**AVAILABLE RECORDS:**
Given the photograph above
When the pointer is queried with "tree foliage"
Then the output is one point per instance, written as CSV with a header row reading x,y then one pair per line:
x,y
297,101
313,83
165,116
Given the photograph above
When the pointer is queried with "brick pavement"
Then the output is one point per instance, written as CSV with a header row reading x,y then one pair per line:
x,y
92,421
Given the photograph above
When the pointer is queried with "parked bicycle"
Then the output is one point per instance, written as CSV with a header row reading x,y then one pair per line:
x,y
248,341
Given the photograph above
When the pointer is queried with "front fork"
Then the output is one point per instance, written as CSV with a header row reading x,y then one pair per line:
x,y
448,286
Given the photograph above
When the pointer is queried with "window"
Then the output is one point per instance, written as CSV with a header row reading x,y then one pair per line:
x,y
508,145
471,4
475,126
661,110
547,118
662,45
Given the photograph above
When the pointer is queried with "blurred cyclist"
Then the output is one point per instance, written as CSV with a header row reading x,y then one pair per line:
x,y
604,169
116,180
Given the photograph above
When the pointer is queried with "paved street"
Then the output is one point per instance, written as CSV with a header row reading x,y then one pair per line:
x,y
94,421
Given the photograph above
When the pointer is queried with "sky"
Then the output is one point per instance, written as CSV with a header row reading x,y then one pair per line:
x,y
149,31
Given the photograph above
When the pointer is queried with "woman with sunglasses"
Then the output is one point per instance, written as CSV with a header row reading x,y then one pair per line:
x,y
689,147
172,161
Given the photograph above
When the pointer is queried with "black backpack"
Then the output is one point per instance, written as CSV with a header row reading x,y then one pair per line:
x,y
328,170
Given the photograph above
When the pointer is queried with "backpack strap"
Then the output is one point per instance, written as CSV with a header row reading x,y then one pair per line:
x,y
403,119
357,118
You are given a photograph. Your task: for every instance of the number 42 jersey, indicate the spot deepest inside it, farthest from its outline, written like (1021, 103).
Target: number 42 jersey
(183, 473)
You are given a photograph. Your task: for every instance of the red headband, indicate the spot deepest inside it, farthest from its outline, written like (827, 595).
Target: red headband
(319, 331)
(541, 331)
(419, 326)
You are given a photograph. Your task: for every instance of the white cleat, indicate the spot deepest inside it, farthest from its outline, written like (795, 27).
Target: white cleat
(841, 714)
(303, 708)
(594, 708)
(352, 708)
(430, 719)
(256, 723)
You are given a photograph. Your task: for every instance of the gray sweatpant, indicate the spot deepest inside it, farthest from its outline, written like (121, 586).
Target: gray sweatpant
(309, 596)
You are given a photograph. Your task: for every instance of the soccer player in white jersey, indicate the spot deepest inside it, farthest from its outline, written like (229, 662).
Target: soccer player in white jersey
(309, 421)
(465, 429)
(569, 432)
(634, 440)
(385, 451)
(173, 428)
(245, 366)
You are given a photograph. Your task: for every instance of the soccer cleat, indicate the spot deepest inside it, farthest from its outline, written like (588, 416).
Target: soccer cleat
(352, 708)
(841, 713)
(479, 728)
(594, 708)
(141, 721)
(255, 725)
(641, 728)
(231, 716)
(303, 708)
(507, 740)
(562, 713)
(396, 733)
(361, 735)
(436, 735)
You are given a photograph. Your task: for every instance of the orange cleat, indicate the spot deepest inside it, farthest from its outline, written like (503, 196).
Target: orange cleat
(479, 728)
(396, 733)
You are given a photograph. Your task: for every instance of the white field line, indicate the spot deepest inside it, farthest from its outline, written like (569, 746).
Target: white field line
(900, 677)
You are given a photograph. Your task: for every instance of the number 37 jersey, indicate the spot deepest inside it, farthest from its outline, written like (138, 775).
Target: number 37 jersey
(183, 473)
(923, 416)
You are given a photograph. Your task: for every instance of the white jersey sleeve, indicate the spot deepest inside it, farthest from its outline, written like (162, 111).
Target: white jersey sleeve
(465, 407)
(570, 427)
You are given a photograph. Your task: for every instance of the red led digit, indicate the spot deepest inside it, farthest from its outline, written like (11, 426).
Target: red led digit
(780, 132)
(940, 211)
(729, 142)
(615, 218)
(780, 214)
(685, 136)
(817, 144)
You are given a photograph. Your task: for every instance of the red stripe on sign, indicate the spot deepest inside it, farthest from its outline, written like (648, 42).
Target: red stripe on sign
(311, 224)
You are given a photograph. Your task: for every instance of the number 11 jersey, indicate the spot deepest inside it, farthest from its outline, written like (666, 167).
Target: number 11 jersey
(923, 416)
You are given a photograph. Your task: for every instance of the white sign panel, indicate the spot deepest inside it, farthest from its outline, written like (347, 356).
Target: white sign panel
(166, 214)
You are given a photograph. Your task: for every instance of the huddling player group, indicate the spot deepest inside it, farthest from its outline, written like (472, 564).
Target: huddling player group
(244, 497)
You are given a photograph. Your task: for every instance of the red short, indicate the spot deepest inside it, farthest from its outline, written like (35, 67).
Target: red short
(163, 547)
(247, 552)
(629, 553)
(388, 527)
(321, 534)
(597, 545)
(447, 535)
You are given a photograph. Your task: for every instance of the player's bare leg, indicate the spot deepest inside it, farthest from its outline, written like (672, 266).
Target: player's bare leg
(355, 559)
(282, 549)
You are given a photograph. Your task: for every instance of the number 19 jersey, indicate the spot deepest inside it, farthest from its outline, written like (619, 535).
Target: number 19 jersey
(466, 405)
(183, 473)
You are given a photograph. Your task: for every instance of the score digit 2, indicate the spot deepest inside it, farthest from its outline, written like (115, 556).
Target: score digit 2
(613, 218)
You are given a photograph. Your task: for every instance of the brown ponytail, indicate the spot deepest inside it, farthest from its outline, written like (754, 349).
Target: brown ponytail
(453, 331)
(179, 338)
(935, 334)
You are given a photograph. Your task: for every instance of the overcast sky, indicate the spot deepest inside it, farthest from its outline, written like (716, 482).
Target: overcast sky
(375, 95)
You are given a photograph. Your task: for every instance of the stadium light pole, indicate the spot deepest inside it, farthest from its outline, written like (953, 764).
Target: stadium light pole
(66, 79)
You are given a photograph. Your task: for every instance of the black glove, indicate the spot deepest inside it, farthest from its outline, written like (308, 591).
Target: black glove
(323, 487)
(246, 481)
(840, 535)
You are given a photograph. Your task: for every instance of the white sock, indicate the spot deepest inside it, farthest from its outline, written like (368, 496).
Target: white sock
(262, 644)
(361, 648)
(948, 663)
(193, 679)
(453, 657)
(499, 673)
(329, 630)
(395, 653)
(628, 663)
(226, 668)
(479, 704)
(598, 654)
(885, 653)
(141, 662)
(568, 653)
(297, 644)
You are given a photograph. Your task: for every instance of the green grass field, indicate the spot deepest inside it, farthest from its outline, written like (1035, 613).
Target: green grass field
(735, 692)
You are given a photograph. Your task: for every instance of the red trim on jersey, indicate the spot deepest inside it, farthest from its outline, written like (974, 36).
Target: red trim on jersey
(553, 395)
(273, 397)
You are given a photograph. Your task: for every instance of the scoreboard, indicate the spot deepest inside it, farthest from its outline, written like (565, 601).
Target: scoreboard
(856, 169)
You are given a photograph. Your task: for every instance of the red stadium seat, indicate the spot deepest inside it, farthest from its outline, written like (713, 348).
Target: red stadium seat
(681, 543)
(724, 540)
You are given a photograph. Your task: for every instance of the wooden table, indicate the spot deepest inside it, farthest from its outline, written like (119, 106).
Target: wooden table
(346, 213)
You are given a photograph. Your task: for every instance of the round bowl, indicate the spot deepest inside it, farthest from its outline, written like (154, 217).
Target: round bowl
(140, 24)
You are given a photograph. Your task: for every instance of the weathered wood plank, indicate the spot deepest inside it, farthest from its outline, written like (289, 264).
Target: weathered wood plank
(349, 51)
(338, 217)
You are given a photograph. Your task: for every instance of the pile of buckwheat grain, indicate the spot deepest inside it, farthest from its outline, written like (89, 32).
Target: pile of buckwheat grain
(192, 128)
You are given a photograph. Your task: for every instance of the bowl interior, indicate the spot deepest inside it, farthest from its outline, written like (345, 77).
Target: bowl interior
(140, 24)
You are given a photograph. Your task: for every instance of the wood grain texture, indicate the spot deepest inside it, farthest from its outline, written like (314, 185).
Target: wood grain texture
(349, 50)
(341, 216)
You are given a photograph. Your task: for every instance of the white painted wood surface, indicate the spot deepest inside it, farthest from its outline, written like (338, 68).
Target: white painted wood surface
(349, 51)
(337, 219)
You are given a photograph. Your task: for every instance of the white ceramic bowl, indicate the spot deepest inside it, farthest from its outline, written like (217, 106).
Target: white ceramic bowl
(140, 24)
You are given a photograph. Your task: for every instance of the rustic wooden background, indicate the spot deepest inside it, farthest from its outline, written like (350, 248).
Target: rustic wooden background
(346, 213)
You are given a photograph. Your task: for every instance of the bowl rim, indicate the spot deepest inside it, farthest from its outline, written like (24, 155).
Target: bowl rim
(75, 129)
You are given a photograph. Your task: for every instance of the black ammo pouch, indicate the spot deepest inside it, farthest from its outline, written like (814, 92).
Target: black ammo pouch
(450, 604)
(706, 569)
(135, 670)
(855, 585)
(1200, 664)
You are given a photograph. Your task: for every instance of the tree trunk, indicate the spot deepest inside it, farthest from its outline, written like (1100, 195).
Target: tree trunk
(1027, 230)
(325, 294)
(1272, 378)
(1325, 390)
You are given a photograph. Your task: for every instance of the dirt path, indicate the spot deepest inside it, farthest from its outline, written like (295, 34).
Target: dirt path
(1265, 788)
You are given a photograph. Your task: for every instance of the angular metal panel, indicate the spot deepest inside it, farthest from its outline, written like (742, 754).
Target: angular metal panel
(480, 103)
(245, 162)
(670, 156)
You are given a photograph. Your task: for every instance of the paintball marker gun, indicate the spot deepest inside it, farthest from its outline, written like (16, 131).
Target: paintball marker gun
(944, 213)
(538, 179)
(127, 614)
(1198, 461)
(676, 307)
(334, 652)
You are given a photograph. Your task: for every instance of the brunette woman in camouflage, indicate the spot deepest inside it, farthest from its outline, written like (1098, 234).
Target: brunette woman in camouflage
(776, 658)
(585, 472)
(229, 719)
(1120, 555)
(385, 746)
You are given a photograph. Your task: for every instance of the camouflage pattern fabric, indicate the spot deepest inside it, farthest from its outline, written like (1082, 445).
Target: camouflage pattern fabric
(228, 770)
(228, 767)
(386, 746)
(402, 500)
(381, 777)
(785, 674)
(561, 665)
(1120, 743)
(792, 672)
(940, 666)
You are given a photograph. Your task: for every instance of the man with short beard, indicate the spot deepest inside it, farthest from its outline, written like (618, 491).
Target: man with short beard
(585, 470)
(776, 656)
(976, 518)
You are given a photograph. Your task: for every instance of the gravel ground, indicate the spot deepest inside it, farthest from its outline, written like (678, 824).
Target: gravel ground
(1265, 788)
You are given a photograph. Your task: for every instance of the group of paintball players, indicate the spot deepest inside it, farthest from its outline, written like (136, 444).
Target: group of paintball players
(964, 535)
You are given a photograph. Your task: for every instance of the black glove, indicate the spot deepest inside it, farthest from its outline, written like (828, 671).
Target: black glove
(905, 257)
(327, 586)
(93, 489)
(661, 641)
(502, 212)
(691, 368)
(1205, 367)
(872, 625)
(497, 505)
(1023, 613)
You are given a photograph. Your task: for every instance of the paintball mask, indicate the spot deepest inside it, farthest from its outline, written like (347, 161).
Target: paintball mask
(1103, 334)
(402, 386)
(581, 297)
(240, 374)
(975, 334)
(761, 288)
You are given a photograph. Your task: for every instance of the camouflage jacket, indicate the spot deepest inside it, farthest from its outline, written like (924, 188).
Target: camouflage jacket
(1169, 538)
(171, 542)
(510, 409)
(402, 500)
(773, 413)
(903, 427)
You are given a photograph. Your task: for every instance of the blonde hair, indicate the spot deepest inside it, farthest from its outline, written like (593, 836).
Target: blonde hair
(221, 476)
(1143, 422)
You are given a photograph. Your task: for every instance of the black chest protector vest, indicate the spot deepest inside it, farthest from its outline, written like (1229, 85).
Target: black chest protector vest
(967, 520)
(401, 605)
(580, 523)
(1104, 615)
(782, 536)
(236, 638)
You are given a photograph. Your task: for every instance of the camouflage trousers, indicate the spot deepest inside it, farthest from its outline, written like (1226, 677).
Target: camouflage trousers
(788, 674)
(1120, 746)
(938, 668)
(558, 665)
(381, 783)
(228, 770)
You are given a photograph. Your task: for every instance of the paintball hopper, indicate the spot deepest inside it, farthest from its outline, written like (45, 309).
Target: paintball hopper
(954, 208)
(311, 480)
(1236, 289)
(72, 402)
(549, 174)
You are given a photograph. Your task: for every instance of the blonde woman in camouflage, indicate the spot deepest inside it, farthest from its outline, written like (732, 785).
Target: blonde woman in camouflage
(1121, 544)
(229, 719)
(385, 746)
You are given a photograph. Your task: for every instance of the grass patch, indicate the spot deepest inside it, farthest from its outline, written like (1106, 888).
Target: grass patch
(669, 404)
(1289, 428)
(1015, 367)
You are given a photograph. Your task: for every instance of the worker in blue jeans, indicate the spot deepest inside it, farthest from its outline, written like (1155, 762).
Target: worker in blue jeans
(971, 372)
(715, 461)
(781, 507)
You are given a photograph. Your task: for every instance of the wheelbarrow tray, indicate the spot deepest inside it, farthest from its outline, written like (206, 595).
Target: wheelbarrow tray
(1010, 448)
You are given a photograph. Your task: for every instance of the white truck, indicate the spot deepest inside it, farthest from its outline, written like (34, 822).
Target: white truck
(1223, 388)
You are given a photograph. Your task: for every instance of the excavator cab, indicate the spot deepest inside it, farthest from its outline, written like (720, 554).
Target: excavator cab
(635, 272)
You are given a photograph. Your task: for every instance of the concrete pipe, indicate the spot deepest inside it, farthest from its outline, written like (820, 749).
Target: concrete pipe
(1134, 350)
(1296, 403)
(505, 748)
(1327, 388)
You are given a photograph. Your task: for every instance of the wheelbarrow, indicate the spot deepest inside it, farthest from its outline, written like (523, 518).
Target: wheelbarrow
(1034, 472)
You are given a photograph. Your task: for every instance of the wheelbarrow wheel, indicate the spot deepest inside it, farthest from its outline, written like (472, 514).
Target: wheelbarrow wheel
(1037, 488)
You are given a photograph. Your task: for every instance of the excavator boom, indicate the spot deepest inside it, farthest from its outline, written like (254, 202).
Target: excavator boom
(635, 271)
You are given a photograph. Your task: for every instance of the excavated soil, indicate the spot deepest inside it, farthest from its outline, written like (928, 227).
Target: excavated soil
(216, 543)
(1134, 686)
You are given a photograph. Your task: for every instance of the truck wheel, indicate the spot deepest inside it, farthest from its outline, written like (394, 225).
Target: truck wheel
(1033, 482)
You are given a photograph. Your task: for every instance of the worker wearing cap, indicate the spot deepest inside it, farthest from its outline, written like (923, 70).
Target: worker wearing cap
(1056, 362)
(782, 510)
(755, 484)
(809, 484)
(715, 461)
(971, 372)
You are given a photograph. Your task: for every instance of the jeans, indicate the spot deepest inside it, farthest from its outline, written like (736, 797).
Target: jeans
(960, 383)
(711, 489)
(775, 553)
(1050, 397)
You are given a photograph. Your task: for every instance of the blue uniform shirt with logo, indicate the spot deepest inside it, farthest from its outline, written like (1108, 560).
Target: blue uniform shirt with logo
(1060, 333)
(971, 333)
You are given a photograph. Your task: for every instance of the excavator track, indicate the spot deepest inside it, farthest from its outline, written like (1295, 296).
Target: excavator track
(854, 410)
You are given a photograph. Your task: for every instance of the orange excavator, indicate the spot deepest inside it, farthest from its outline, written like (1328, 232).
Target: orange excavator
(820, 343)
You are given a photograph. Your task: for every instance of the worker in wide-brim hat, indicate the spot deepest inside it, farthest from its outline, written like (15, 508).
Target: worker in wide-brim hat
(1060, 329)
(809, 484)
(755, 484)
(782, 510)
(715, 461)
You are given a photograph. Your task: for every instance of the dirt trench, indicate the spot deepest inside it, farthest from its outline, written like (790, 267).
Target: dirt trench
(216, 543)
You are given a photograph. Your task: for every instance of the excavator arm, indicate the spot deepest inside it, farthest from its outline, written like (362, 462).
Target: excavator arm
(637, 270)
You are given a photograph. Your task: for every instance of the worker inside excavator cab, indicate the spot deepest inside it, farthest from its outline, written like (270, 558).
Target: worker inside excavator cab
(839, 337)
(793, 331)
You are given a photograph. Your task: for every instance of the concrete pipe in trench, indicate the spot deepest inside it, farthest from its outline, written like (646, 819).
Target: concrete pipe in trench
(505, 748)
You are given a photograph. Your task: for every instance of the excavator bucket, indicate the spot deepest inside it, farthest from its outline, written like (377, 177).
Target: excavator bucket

**WHAT IS BEING ASKED:**
Give back, unchanged, every line from the one with "like (15, 508)." to the end of the entries above.

**RESPONSE:**
You are given a photograph. Your task: for every instance of the worker in wide-brim hat, indicate the spot deepest inside it, farthest from its outline, written like (15, 508).
Target: worker in wide-brim hat
(1060, 329)
(809, 484)
(755, 484)
(782, 510)
(715, 461)
You are given a photograph. Your task: for every instance of the dirt trench, indicate the spot deepest inside it, farthest from its outline, written like (790, 267).
Target: dirt trench
(216, 543)
You are given a photograph. Your task: for every instance of the excavator arm, indicate the spot deepest inside it, farthest from its outline, written like (362, 462).
Target: excavator arm
(637, 270)
You are given a photograph. Your task: for every instance of the worker inside excavator cab, indicate the spot deepest inside it, farthest from its outline, written like (270, 558).
Target: worker inside excavator cab
(839, 337)
(793, 331)
You are given a photograph. Your task: for every instance of the concrete pipe in trench, indicate the spot deepest inside it, farthest from its outline, written like (646, 819).
Target: concrete pipe in trench
(505, 748)
You are given a photograph. Your task: for every instance of the excavator bucket, indicate the spot deepest inside it, farthest from its outline, written like (377, 177).
Target: excavator bucket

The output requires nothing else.